◆ **Objective**: Can you put the stretch of entries from the very start through the line containing "282], [294, 309]]" into a numbered list, dropping blank lines and leaving the pictures out?

◆ **Dataset excerpts**:
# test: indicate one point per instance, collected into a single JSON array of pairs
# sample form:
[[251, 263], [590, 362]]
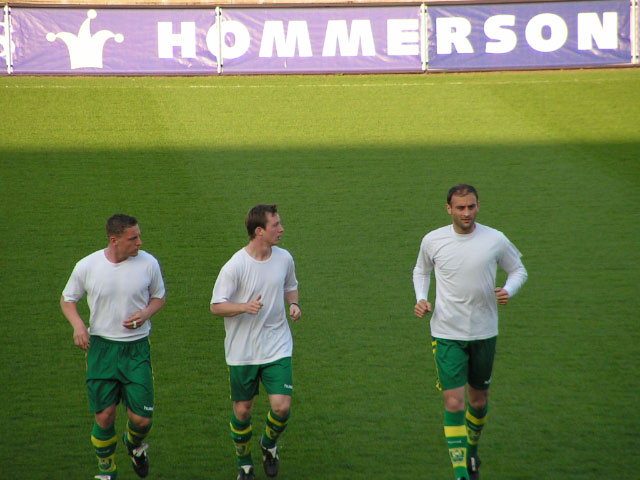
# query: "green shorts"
[[120, 371], [277, 378], [460, 362]]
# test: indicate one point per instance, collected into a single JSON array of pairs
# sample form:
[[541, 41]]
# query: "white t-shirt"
[[465, 269], [265, 337], [115, 291]]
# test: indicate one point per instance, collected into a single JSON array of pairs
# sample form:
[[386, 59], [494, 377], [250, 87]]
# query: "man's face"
[[128, 244], [273, 230], [463, 211]]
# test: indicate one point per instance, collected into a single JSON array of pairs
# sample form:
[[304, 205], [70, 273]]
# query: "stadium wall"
[[219, 39]]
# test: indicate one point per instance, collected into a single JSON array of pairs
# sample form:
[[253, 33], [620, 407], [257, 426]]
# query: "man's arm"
[[516, 276], [229, 309], [80, 331], [141, 316], [421, 282], [294, 309]]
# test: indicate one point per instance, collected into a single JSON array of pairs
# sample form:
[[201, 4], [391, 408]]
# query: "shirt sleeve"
[[156, 289], [511, 263], [290, 281], [224, 287], [422, 272], [74, 290]]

◆ **Solution**:
1. # test: indicate one point per instance, collected into a single JSON array of pairs
2. # sample form:
3. [[251, 263], [590, 362]]
4. # query: "green shorts"
5. [[120, 371], [277, 378], [460, 362]]
6. # test: indicate one point per instance, collected into a single JSON array of pairs
7. # sample form:
8. [[541, 41]]
9. # query: "white t-shirt"
10. [[465, 269], [265, 337], [115, 291]]
11. # test: indicate one point per instance, collected into a single JSON array of pairs
12. # sample form:
13. [[386, 59], [494, 377], [250, 87]]
14. # query: "man's face"
15. [[128, 244], [273, 230], [463, 211]]
16. # test: indicate one point per instance, collected into a single JSON array of pairs
17. # sample form:
18. [[304, 205], [70, 273]]
19. # query: "stadium wall"
20. [[219, 39]]
21. # test: indicate one point per instance, collected into a single JSON array of pairs
22. # sample form:
23. [[253, 33], [620, 407], [257, 426]]
24. # query: "man's arm"
25. [[516, 276], [229, 309], [80, 331], [141, 316], [421, 282], [294, 309]]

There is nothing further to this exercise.